● **MATERIAL TO PROCESS**

________________________

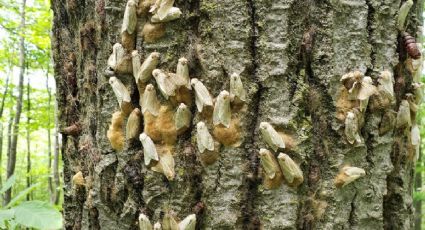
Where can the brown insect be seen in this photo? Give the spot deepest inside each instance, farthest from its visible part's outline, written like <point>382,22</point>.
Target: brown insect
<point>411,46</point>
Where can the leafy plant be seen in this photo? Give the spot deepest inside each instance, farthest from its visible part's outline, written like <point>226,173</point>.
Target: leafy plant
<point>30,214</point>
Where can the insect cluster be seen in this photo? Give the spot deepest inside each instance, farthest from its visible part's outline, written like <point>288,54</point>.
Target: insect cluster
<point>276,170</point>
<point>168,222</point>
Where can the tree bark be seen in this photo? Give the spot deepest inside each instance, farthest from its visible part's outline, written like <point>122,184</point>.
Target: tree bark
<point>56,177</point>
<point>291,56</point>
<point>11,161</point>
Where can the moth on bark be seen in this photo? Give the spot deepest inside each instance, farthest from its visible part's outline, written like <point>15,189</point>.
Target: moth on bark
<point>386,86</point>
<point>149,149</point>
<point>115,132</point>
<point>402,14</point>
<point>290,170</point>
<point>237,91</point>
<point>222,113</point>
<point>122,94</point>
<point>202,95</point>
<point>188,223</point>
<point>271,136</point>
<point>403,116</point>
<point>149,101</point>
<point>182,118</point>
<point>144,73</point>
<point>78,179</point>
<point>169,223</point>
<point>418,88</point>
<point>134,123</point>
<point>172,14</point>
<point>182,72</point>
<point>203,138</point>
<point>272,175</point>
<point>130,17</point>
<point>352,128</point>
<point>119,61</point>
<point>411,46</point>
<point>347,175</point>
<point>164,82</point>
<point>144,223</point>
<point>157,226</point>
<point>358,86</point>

________________________

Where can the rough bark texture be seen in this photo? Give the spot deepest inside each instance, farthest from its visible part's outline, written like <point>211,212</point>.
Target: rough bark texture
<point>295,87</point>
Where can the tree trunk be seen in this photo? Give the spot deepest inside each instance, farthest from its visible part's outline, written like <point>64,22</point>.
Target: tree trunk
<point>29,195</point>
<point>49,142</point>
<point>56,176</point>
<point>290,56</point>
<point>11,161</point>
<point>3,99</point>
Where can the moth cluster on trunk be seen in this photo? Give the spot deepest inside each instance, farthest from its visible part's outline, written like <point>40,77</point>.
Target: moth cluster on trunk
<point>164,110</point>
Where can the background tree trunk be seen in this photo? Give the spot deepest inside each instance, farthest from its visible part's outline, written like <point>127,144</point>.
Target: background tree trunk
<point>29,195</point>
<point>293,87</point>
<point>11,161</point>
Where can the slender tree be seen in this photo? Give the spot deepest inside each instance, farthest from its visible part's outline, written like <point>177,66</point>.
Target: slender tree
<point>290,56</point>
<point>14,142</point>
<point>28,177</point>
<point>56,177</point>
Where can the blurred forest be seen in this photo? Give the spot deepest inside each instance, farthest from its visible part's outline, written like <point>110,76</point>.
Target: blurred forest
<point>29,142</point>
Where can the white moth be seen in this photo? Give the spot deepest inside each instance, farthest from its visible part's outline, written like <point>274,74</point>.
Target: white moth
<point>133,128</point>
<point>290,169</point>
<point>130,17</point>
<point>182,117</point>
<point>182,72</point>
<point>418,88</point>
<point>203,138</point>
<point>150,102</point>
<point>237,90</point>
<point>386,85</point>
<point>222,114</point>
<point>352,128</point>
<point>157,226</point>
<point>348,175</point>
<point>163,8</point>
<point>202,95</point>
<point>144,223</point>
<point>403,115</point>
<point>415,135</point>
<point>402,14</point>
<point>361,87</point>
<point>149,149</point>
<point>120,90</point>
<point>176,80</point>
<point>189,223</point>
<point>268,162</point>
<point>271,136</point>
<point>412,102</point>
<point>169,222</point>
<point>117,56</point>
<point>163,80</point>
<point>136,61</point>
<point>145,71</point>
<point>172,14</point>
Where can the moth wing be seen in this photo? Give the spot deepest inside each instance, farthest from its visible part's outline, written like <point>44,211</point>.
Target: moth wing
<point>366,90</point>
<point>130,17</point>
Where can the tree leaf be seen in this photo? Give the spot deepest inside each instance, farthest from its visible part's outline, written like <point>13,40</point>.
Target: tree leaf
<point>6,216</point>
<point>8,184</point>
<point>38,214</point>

________________________

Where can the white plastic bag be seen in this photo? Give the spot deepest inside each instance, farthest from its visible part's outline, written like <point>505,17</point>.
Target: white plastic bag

________________________

● **WHAT NEEDS TO BE DONE**
Which lines in the listing hold the word "plastic"? Copy them out.

● **EXPECTED ANSWER**
Where can the white plastic bag be seen in this photo? Give the spot deepest inside each instance, farthest from its visible part's outline, written like <point>505,17</point>.
Target: white plastic bag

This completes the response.